What you should do
Repeat each line of the material exactly.

══ Data for this task

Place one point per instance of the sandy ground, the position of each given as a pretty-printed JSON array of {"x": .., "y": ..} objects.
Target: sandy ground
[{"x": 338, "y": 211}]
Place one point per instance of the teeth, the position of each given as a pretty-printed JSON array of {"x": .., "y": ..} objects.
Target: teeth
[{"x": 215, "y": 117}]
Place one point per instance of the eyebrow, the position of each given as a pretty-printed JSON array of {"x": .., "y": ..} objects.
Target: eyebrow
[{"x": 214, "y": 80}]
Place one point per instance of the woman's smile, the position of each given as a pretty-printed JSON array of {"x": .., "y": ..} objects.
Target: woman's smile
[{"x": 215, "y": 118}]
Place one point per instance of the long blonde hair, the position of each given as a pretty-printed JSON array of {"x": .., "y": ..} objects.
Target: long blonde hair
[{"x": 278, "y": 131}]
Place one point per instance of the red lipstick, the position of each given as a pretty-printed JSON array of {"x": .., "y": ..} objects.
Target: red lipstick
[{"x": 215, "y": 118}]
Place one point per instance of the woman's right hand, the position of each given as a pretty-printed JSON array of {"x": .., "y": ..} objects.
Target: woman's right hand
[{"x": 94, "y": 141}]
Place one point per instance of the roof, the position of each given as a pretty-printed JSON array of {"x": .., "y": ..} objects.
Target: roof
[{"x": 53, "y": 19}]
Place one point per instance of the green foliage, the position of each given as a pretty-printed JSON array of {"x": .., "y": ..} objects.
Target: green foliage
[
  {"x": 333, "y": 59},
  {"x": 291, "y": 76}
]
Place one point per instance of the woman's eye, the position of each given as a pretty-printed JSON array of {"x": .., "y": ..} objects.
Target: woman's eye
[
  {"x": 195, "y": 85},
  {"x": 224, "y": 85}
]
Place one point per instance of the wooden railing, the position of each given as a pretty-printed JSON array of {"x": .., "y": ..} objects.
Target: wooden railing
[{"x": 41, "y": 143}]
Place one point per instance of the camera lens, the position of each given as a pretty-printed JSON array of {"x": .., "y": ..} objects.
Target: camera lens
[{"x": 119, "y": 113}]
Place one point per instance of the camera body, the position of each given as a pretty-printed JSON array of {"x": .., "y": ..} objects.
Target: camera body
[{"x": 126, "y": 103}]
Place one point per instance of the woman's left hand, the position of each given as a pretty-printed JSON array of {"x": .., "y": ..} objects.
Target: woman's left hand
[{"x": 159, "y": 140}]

════

Exercise response
Place one point per instance of the sandy ground, the position of each given as a pretty-printed JSON array of {"x": .., "y": ..} objects.
Target: sandy ground
[{"x": 338, "y": 211}]
Place one point per instance of the teeth, the position of each given as a pretty-printed JSON array of {"x": .., "y": ..} objects.
Target: teeth
[{"x": 215, "y": 117}]
Place one point per instance of the eyebrow, the position of each given as a pretty-printed JSON array of {"x": .., "y": ..} objects.
Target: eyebrow
[{"x": 214, "y": 80}]
Place one point per instance of the woman's smile, the position of each given as a pretty-printed JSON array of {"x": .., "y": ..} objects.
Target: woman's smile
[{"x": 215, "y": 118}]
Place one point per instance of the long blonde hair, the position of each given as a pretty-printed JSON array of {"x": .., "y": ..} objects.
Target: long blonde hair
[{"x": 278, "y": 131}]
Place one point per instance of the red lipstick, the position of each given as a pretty-printed JSON array of {"x": .., "y": ..} objects.
Target: red lipstick
[{"x": 215, "y": 118}]
Place one point per instance of the woman's right hand, the position of each given as a pretty-printed JSON array of {"x": .., "y": ..} objects.
Target: woman's right hand
[{"x": 94, "y": 141}]
Place one point per instance of the roof, the position of each given as a pretty-printed JSON array of {"x": .., "y": ..} objects.
Target: roof
[{"x": 53, "y": 19}]
Place one point per instance of the green foliage, the position of each given as a pretty-printed JSON array of {"x": .., "y": ..} objects.
Target: green foliage
[
  {"x": 333, "y": 59},
  {"x": 291, "y": 76}
]
Place one point per instance of the woman's eye, the position of each given as a pretty-printed JSON array of {"x": .., "y": ..} objects.
Target: woman's eye
[
  {"x": 195, "y": 85},
  {"x": 224, "y": 85}
]
Place one point per instance of the wooden railing, the position of each given as a pretty-printed JSON array of {"x": .., "y": ..} objects.
Target: wooden railing
[{"x": 41, "y": 143}]
Place one point per instance of the camera lens, the position of each given as a pretty-printed JSON array of {"x": .., "y": ..} objects.
Target: camera lens
[{"x": 119, "y": 113}]
Place one point per instance of the camera body, the position of each given as a pretty-printed JSON array of {"x": .., "y": ..} objects.
Target: camera body
[{"x": 126, "y": 103}]
Place one point per instance of the woman's left hand, the position of each given as a pretty-printed JSON array of {"x": .., "y": ..} objects.
Target: woman's left hand
[{"x": 159, "y": 140}]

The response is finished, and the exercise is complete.